Passage provided:
Many of these matters can be resolved well before trial. See how criminal cases actually get dismissed in Massachusetts.
The Draeger Alcotest 9510 and the Regulatory Framework
The Draeger Alcotest 9510 is the breath test device the Office of Alcohol Testing (OAT) has approved and deployed for evidentiary use in Massachusetts, replacing the older Alcotest 7110 beginning in 2011. Its administration is governed by 501 CMR 2.00, the Safe Roads regulations issued under M.G.L. c. 90, § 24K through the Executive Office of Public Safety and Security. Under 501 CMR 2.04, OAT maintains the approved device list, certifies each machine annually, and trains and certifies the operators. The regulations set specific requirements for machine certification, operator certification, the observation period, and the internal consistency of the two required breath samples.
A result produced in violation of those requirements can be excluded on a defense motion, because regulatory compliance is the foundation for admitting the number at all. The stop, the exit order, and the arrest that preceded the test face separate constitutional scrutiny under the Fourth Amendment and Article 14 of the Massachusetts Declaration of Rights. The firm’s pages on Illegal Searches and Seizures in Massachusetts and Massachusetts traffic stops, exit orders, and pretext searches explain those challenges.

[Image-grounded pointing data]
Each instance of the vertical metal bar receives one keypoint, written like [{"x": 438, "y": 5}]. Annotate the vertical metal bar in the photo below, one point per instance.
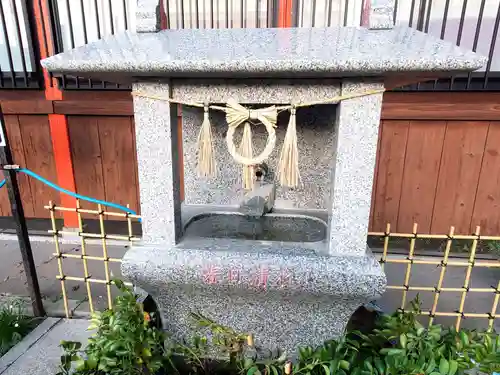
[
  {"x": 346, "y": 11},
  {"x": 125, "y": 18},
  {"x": 111, "y": 17},
  {"x": 329, "y": 13},
  {"x": 105, "y": 255},
  {"x": 412, "y": 10},
  {"x": 227, "y": 14},
  {"x": 167, "y": 12},
  {"x": 461, "y": 24},
  {"x": 257, "y": 12},
  {"x": 445, "y": 18},
  {"x": 476, "y": 37},
  {"x": 494, "y": 307},
  {"x": 21, "y": 228},
  {"x": 97, "y": 20},
  {"x": 61, "y": 276},
  {"x": 421, "y": 14},
  {"x": 70, "y": 20},
  {"x": 492, "y": 48},
  {"x": 313, "y": 11},
  {"x": 362, "y": 10},
  {"x": 197, "y": 11},
  {"x": 386, "y": 244},
  {"x": 86, "y": 273},
  {"x": 212, "y": 14},
  {"x": 85, "y": 36},
  {"x": 20, "y": 41},
  {"x": 182, "y": 14},
  {"x": 302, "y": 13},
  {"x": 472, "y": 258},
  {"x": 7, "y": 46},
  {"x": 395, "y": 14},
  {"x": 242, "y": 18},
  {"x": 428, "y": 17},
  {"x": 439, "y": 285},
  {"x": 408, "y": 266}
]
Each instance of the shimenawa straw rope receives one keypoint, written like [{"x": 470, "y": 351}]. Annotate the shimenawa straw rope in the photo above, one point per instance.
[{"x": 236, "y": 114}]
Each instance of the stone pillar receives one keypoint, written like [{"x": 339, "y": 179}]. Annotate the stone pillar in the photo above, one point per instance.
[
  {"x": 157, "y": 152},
  {"x": 147, "y": 16},
  {"x": 378, "y": 14},
  {"x": 352, "y": 173}
]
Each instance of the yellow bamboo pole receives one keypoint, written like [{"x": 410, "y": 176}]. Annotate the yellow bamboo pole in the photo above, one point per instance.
[
  {"x": 408, "y": 266},
  {"x": 468, "y": 273},
  {"x": 59, "y": 259},
  {"x": 437, "y": 292},
  {"x": 84, "y": 256},
  {"x": 105, "y": 255}
]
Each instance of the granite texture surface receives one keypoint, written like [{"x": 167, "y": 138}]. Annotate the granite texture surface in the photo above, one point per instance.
[
  {"x": 286, "y": 298},
  {"x": 157, "y": 152},
  {"x": 147, "y": 18},
  {"x": 380, "y": 14},
  {"x": 353, "y": 168},
  {"x": 294, "y": 52}
]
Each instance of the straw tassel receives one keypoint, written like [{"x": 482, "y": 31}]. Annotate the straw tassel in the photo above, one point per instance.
[
  {"x": 246, "y": 150},
  {"x": 206, "y": 159},
  {"x": 288, "y": 168}
]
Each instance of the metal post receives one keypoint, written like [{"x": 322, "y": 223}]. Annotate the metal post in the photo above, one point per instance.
[{"x": 21, "y": 229}]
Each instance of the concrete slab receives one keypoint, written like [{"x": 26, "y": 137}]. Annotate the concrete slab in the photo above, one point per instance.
[
  {"x": 24, "y": 346},
  {"x": 43, "y": 356}
]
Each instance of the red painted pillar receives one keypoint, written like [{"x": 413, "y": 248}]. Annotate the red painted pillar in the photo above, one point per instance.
[
  {"x": 285, "y": 10},
  {"x": 58, "y": 123}
]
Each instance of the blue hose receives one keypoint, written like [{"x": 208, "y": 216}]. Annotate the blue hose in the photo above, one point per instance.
[{"x": 72, "y": 194}]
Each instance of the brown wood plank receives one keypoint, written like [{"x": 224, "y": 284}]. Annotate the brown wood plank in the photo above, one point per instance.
[
  {"x": 459, "y": 175},
  {"x": 375, "y": 174},
  {"x": 390, "y": 173},
  {"x": 94, "y": 95},
  {"x": 22, "y": 95},
  {"x": 27, "y": 106},
  {"x": 35, "y": 133},
  {"x": 136, "y": 168},
  {"x": 441, "y": 111},
  {"x": 421, "y": 168},
  {"x": 94, "y": 107},
  {"x": 87, "y": 161},
  {"x": 17, "y": 149},
  {"x": 487, "y": 203},
  {"x": 118, "y": 156}
]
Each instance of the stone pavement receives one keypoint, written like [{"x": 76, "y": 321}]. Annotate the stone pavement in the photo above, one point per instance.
[
  {"x": 12, "y": 280},
  {"x": 39, "y": 353}
]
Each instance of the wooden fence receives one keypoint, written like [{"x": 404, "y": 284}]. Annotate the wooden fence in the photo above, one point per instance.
[{"x": 438, "y": 156}]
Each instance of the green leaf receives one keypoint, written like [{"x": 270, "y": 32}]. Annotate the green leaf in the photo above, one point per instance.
[
  {"x": 444, "y": 366},
  {"x": 453, "y": 367},
  {"x": 344, "y": 365},
  {"x": 253, "y": 371},
  {"x": 464, "y": 338},
  {"x": 391, "y": 351}
]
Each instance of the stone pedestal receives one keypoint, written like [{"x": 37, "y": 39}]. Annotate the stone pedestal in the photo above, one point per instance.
[{"x": 286, "y": 293}]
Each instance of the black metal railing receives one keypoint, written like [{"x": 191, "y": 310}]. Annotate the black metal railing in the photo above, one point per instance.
[
  {"x": 470, "y": 24},
  {"x": 19, "y": 56}
]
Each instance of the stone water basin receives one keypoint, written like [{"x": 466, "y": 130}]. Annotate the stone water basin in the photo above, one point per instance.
[{"x": 271, "y": 227}]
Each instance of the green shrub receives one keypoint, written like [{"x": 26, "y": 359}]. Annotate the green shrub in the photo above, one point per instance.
[
  {"x": 125, "y": 343},
  {"x": 14, "y": 325}
]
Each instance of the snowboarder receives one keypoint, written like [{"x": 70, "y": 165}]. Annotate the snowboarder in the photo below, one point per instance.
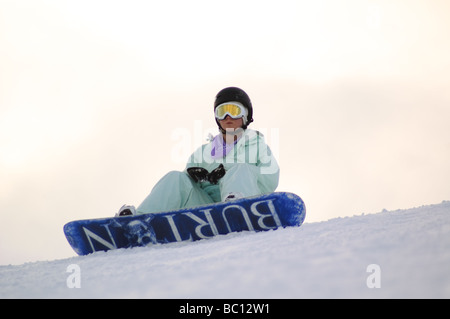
[{"x": 236, "y": 163}]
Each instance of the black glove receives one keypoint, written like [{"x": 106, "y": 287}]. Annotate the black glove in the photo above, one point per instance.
[
  {"x": 216, "y": 174},
  {"x": 198, "y": 174}
]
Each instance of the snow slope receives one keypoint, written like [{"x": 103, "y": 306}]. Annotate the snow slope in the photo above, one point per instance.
[{"x": 318, "y": 260}]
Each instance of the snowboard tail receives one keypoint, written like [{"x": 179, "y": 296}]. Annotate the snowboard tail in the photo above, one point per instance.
[{"x": 259, "y": 213}]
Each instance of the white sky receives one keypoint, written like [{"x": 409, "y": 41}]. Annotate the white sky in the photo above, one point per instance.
[{"x": 99, "y": 99}]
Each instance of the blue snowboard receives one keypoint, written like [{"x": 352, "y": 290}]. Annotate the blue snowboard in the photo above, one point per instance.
[{"x": 257, "y": 213}]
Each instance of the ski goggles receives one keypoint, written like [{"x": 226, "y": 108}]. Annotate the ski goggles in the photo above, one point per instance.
[{"x": 234, "y": 109}]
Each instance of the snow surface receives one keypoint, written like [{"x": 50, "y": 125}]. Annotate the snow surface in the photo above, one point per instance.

Problem A:
In the passage on the Draeger Alcotest 9510, which regulation governs the device's administration?
Problem B:
For which matters does the Draeger Alcotest 9510 passage say the regulations set specific requirements?
Problem C:
Write what follows the final sentence of the Draeger Alcotest 9510 passage.

Answer space A:
501 CMR 2.00, the Safe Roads regulations.

Answer space B:
Machine certification, operator certification, the observation period, and the internal consistency of the two required breath samples.

Answer space C:
The Roadside Portable Breath Test Is Inadmissible at Trial
The portable breath test (PBT) administered on the roadside is strictly inadmissible at trial in Massachusetts as evidence of BAC. Handheld roadside devices do not meet the reliability standards of 501 CMR 2.00 and are not approved by the Office of Alcohol Testing for evidentiary use. An officer may use the PBT result to establish probable cause for an arrest, but the number cannot be presented to a jury. Only the station-house Draeger Alcotest 9510 result, when properly administered, is admissible at trial. The firm’s guide Should I Take the Breathalyzer in Massachusetts? covers that roadside decision.
Refusal Evidence Is Inadmissible at Trial
A driver who declines the breathalyzer does not hand the prosecution a trial exhibit. M.G.L. c. 90, § 24(1)(e) makes refusal evidence inadmissible against the defendant. The Supreme Judicial Court explained why in Opinion of the Justices, 412 Mass. 1201 (1992). A refusal reveals the driver’s thought process about how the test might come out, which makes it testimonial, and using it at trial would violate the Article 12 privilege against self-incrimination. The jury is never told a test was offered and declined. A refusal does trigger a Registry of Motor Vehicles suspension on a separate track from the criminal case, as the Massachusetts OUI license FAQs explain.
The 15-Minute Continuous Observation Period
Under 501 CMR 2.13(3), a certified breath test operator must observe the arrestee for no less than 15 minutes immediately before the Draeger Alcotest 9510 test. The purpose is to let mouth alcohol dissipate. Regurgitation, belching, or anything placed in the mouth can push stomach alcohol into the upper airway and artificially inflate the result, and the regulation requires the observation period to restart when that happens. The requirement is not a suggestion. It is a regulatory precondition to a valid test, and a violation is grounds for a motion to exclude the entire result.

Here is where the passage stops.